* _EXERCISE PROMPT_
Rewrite every item below, replacing each occurrence of "photograph" with "image" and leaving everything else unchanged. Leave the pictures out.

* _MATERIAL SUPPLIED_
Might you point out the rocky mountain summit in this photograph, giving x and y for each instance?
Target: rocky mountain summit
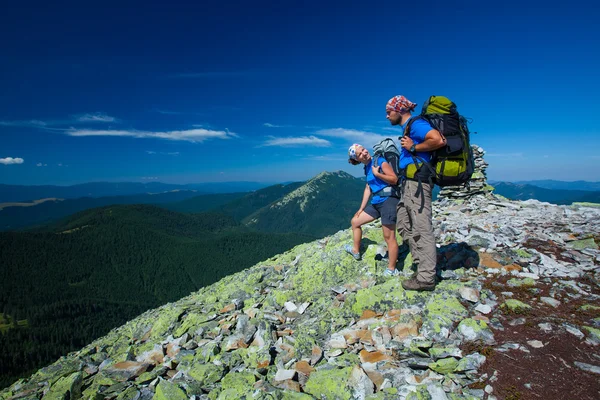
(517, 278)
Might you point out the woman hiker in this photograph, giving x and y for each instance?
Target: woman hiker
(379, 177)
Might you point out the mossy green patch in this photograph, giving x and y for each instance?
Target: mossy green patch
(206, 374)
(169, 391)
(527, 282)
(515, 306)
(131, 393)
(191, 322)
(330, 384)
(237, 384)
(66, 387)
(444, 366)
(442, 310)
(386, 296)
(522, 253)
(166, 318)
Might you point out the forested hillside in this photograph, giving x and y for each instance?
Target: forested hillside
(73, 281)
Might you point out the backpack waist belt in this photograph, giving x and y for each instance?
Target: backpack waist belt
(385, 192)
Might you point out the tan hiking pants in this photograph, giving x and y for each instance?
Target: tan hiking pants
(415, 227)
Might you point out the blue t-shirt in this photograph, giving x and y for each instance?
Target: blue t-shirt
(417, 133)
(375, 183)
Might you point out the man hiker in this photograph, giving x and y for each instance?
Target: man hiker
(414, 223)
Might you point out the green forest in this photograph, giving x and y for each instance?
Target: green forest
(63, 285)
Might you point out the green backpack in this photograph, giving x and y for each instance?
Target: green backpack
(453, 164)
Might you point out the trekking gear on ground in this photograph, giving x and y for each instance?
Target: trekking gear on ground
(387, 150)
(453, 164)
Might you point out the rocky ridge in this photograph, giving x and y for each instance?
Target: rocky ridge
(315, 323)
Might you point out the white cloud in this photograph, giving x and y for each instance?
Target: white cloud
(190, 135)
(10, 160)
(297, 141)
(325, 158)
(31, 123)
(96, 117)
(505, 155)
(269, 125)
(367, 139)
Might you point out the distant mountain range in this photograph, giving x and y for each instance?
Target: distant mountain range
(322, 206)
(558, 185)
(67, 282)
(20, 193)
(14, 217)
(72, 281)
(516, 191)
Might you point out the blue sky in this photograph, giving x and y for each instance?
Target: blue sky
(276, 91)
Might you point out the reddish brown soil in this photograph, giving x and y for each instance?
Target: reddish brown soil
(549, 372)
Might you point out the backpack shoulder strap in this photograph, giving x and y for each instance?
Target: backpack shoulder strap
(409, 125)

* _TASK RESPONSE_
Might you point out the rocky mountain summit in this image, giving x and y for each instance?
Target: rocky mountain summit
(517, 278)
Might you point out the woman hiker in this image, giving x and y for each instance?
Target: woman hiker
(379, 177)
Might you point out the mossy green patch in this image, giving x and y for each instance?
Target: mossy green patch
(206, 374)
(169, 391)
(527, 282)
(515, 306)
(131, 393)
(191, 322)
(330, 384)
(237, 384)
(66, 387)
(444, 366)
(442, 310)
(386, 296)
(522, 253)
(166, 318)
Might you point out the forested hillside in this image, giving x and y for each instance?
Target: forested hillside
(73, 281)
Might you point out the backpack waist belt in this image, giving x and y for each instance?
Target: backpack waist belt
(385, 192)
Might you point out the tan hiking pants in this image, giving x and y for each instance?
Target: tan hiking pants
(415, 227)
Might you point out the blue t-shirt in this image, giving x and y for each instance?
Target: blue t-shirt
(417, 133)
(375, 183)
Might you point out the man hiker in this image, giving x and y for each instance?
Target: man hiker
(414, 223)
Might you point out the green forest in this image, giving x and y for each instance?
Target: green forest
(63, 285)
Might you point out the green backpack in this image, giving x and y for each instance?
Target: green backpack
(453, 164)
Might you point out the trekking gear on ground in this image, giving x and y for each instance?
Target: trekking gear on ground
(387, 150)
(453, 164)
Might you point out the rocky ridge in this image, giving x and y for each instance?
Target: rocky ridge
(315, 323)
Might you point out the white cloud in this image, giving x and y for each instance?
Target: white cloud
(190, 135)
(10, 160)
(297, 141)
(325, 158)
(31, 123)
(96, 117)
(505, 155)
(269, 125)
(367, 139)
Might you point out the distant mountain range in this image, giving x and y for each instance?
Target: distant mountain range
(322, 206)
(558, 185)
(67, 282)
(20, 193)
(14, 217)
(72, 281)
(516, 191)
Might you point out the blue sky in this image, giving x and y for each instance?
Target: blue sky
(276, 91)
Might you point out the reddish brown soil in this image, giving x and y for each instance?
Target: reddish brown soil
(549, 372)
Might you point out the backpack shoulder strap in this image, giving x and y for each instance?
Target: backpack shoulder strap
(409, 125)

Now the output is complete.